Over the past couple days I having been dealing with a huge hack attempt on my hosted VPS server - where they succeeded in cracking the password on a old un-used email account(so old I forgot the address even existed) that had an insecure password. I caught it right away (when when received 2,500 un-deliverable msg's.... you can image how many thousands or millions got delivered) and shut it down... But now whoever it was seems to have a "problem" with me shutting them out and is making continued brute force attempts at the root/whm and another "known (or guessed at)" email address.

 

I have spent a lot of time to make sure my OsC site is secure as possible - by updating, using htaccess, using strong passwords, using SSL, not storing cc data, using recaptcha... etc etc. And of course, have always had strong passwords on my DB and cpannel, but here I find myself "hacked".

 

So, the learning lesson for me was to think about security based on every level of my business;

 

Hardware (computers) - we have 11 computers all have AVG and Malwarebytes installed and scheduled to run daily and run windows updates weekly

 

Hardware (LAN/WAN network) - I have a brother trained in cisco how helped me setup out physical warehouse and retail store with the bulletproof (ok, nothing is bulletproof) network

 

OsC - See above... I have followed all the previous treads to make sure I was secure

 

cPannel - I use the strongest password possible with built in password generator (18 digits uppercase/lowercase/numbers/symbols)

**SHORT EXERCISE**.
Please resume the server security post after its last sentence. The lines that come next were taken from a separate source.

**EXCERPTED RECORDS**.
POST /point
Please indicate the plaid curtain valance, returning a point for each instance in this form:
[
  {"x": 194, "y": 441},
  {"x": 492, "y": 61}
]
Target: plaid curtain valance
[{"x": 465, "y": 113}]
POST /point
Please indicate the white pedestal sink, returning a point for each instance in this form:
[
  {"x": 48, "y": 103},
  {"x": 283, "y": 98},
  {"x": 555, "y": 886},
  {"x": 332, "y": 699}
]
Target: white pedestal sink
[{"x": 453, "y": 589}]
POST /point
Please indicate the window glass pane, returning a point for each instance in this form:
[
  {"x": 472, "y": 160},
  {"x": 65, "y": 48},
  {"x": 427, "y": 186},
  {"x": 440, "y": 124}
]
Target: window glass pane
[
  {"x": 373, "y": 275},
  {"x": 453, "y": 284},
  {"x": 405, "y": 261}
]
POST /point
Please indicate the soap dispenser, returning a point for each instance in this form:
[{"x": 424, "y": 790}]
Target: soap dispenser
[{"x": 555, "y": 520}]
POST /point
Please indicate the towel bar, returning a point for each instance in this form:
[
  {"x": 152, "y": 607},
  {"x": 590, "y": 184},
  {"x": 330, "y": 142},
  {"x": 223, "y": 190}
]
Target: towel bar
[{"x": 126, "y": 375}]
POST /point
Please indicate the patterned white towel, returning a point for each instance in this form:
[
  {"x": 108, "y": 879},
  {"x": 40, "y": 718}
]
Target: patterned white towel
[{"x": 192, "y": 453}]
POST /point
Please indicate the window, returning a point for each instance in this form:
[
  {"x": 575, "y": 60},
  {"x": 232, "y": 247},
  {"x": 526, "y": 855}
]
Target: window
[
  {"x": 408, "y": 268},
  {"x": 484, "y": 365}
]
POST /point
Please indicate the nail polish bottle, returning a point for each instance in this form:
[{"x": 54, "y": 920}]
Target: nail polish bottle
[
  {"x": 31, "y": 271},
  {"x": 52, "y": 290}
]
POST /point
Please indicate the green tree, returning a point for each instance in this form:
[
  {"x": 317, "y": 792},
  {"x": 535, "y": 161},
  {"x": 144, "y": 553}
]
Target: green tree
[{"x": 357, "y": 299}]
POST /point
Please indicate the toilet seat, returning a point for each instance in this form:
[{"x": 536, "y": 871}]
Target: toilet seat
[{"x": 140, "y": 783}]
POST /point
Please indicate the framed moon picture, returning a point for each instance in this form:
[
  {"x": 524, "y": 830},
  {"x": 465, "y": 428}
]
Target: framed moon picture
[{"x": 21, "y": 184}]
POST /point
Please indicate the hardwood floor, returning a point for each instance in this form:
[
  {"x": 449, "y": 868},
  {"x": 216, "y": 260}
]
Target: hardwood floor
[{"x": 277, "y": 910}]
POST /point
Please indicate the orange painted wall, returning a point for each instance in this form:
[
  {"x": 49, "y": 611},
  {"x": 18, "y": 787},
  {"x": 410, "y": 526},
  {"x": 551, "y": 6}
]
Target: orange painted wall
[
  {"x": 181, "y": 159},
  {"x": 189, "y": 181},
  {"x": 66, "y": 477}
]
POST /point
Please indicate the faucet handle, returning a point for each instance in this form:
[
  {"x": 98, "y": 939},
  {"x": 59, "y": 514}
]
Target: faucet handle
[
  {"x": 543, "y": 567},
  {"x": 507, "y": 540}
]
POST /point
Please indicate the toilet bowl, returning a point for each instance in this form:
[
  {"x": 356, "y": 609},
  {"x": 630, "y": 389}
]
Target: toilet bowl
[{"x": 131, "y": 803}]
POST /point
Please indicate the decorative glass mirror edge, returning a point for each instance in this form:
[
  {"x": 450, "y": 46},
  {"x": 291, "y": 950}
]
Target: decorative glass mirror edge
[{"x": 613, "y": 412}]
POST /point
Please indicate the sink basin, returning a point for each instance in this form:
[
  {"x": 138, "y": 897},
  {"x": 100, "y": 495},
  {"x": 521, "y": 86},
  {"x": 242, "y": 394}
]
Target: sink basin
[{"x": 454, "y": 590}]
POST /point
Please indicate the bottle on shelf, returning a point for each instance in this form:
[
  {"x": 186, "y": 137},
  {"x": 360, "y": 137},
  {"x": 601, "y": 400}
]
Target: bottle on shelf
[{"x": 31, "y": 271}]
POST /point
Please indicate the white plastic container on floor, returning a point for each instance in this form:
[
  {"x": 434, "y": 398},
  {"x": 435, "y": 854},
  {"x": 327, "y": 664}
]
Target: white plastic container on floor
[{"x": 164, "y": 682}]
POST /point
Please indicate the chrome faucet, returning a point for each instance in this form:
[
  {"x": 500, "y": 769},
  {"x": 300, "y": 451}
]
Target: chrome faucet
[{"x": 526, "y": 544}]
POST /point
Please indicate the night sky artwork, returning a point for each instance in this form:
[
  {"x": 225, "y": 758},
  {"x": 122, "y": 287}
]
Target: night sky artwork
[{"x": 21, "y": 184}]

**TASK ANSWER**.
 

FTP - same as above

 

root/WHM - same as above plus learning more about cpHulk and the settings available to stop hackers before they get in (it is funny/scary watching them in the cphulk log, trying and trying just below the limits of the brute force protection kicking in).

 

Email - (oooops.....) obviously I wasn't on top of this one... See cPannel above - I have reviews all 36 email addresses to make sure I know which machine they go to, and if there aren't or haven't been used deleted them completely, and reset all passwords using the built in cpannel password generator.

 

So, what are you doing to secure your business... not just the admin on your store?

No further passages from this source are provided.